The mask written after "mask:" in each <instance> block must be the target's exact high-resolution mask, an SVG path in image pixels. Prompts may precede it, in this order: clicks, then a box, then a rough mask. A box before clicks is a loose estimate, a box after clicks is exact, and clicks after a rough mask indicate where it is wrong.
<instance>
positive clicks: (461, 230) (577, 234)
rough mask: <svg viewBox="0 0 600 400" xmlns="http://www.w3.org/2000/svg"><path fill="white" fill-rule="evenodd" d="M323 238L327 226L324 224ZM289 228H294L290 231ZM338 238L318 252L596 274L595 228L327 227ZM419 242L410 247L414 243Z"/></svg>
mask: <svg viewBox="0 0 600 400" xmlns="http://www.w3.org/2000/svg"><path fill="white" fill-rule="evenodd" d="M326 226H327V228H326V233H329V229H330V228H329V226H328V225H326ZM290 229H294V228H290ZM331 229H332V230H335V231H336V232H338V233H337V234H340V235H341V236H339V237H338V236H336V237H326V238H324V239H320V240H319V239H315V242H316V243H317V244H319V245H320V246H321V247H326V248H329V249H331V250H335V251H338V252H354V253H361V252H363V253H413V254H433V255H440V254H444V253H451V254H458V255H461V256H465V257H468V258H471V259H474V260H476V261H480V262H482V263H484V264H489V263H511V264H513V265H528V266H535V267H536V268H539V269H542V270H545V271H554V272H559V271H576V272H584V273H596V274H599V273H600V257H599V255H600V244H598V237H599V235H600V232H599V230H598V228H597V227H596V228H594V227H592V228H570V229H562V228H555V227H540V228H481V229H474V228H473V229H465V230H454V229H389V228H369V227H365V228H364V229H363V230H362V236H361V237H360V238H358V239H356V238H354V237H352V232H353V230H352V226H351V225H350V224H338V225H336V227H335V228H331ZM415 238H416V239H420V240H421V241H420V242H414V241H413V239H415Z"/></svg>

> _PROBLEM DESCRIPTION_
Convert the items above into a two-column CSV with the headers item_text and answer. Use one row per item, put each item's text and its answer in a single quoted field, and replace line breaks with spaces.

> _TASK RESPONSE_
item_text,answer
"The mask written after ""mask:"" in each <instance> block must be the target's exact high-resolution mask, an SVG path in image pixels. Prompts may precede it, in this order: clicks, then a box, then a rough mask. A box before clicks is a loose estimate, a box after clicks is exact, and clicks after a rough mask indicate where it is wrong. <instance> positive clicks: (461, 230) (577, 234) rough mask: <svg viewBox=""0 0 600 400"" xmlns=""http://www.w3.org/2000/svg""><path fill=""white"" fill-rule=""evenodd"" d=""M323 238L327 226L324 224ZM289 228H294L290 231ZM338 238L318 252L596 274L595 228L327 227ZM419 242L410 247L414 243Z""/></svg>","mask: <svg viewBox=""0 0 600 400"" xmlns=""http://www.w3.org/2000/svg""><path fill=""white"" fill-rule=""evenodd"" d=""M326 226H327V228H326V233H329V229H330V228H329V226H328V225H326ZM290 229H294V228H290ZM331 229H332V230H335V231H336V232H338V233H337V234H340V235H341V236H339V237H338V236H336V237H326V238H324V239H320V240H319V239H315V242H316V243H317V244H319V245H320V246H321V247H326V248H329V249H331V250H335V251H338V252H354V253H361V252H363V253H413V254H433V255H440V254H444V253H451V254H458V255H461V256H465V257H468V258H471V259H474V260H476V261H480V262H482V263H484V264H489V263H511V264H513V265H528V266H535V267H536V268H539V269H542V270H545V271H554V272H559V271H576V272H584V273H596V274H599V273H600V257H599V255H600V244H598V237H599V235H600V232H599V230H598V228H597V227H596V228H594V227H592V228H570V229H562V228H555V227H540V228H481V229H474V228H473V229H465V230H454V229H389V228H369V227H365V228H364V229H363V230H362V236H361V237H360V238H358V239H356V238H354V237H352V232H353V230H352V226H351V225H350V224H338V225H336V227H335V228H331ZM415 238H416V239H420V240H421V241H420V242H414V241H413V239H415Z""/></svg>"